* TASK DIRECTIONS
Reproduce every line of the data below verbatim, omitting the pictures from your answer.

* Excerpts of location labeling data
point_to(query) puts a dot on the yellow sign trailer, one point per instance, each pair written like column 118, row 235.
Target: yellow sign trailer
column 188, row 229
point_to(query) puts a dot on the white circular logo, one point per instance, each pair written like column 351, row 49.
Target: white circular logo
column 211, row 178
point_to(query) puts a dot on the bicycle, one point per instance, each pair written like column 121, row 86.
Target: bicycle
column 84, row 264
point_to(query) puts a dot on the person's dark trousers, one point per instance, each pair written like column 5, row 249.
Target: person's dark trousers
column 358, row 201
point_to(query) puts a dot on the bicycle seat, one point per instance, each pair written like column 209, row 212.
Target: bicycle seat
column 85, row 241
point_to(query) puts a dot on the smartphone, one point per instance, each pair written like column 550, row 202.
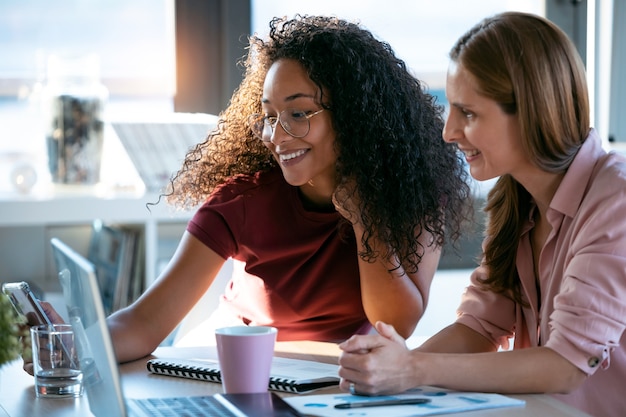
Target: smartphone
column 265, row 404
column 25, row 302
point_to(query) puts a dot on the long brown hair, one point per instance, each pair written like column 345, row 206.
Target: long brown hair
column 532, row 69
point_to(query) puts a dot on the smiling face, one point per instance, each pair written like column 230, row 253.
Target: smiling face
column 309, row 161
column 489, row 138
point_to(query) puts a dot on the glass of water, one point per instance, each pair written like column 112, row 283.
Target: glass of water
column 56, row 366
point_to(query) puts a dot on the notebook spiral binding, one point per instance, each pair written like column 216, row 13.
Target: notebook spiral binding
column 212, row 375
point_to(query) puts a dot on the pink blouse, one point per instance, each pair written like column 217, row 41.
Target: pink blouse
column 580, row 312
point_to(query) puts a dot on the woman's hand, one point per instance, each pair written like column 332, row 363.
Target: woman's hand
column 376, row 364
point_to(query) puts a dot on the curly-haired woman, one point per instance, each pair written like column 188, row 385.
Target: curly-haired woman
column 553, row 275
column 328, row 184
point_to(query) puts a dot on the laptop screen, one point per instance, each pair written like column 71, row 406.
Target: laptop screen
column 95, row 350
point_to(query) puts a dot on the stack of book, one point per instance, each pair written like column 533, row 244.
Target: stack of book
column 117, row 253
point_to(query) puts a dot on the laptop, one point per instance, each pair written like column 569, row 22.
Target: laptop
column 101, row 379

* RESULT OF THE EXERCISE
point_to(query) puts a dot on the yellow sign trailer, one point per instance, each pair written like column 118, row 235.
Target: yellow sign trailer
column 188, row 229
point_to(query) puts a dot on the white circular logo, one point per instance, each pair written like column 351, row 49.
Target: white circular logo
column 211, row 178
point_to(query) puts a dot on the bicycle, one point per instance, each pair written like column 121, row 86.
Target: bicycle
column 84, row 264
point_to(query) puts a dot on the person's dark trousers, one point per instance, each pair written like column 5, row 249.
Target: person's dark trousers
column 358, row 201
point_to(query) puts a dot on the bicycle seat, one point per instance, each pair written like column 209, row 212.
Target: bicycle seat
column 85, row 241
point_to(query) puts a dot on the smartphone, one point per instance, each pair written like column 550, row 202.
Target: smartphone
column 265, row 404
column 25, row 302
point_to(query) puts a dot on the long brown hair, one point per instance, each pair written like column 345, row 206.
Target: long brown hair
column 532, row 69
point_to(query) puts a dot on the smiling face, one point per instance, each pair written like column 230, row 253.
Target: smiling face
column 309, row 161
column 489, row 138
point_to(query) puts a dot on the glass of water, one point per instance, each pair written like column 112, row 283.
Target: glass of water
column 56, row 366
point_to(query) puts a dot on the notebook spiral binding, one point per instance, each pair written like column 216, row 13.
Target: notebook spiral binding
column 212, row 375
point_to(query) puts a dot on the pink blouse, one point per instance, each pair written like column 217, row 41.
Target: pink blouse
column 580, row 312
point_to(query) puts a dot on the woman's hand, one point per instance, each pair written like column 332, row 363.
Target: woman's hand
column 376, row 364
point_to(query) puts a dot on the curly-haired woman, one point per instance, each pair written like column 188, row 385.
Target: curly-haired woman
column 553, row 275
column 328, row 184
point_to(query) puts a dot on the laptop screen, one point per instance, each pair written like column 71, row 406.
Target: laptop screen
column 95, row 350
point_to(query) puts a dot on the stack of book, one point per instance, each pair written like column 533, row 244.
Target: stack of book
column 117, row 253
point_to(query) puts a dot on the laptop, one point per instance, each pair written like column 569, row 22.
Target: laptop
column 101, row 379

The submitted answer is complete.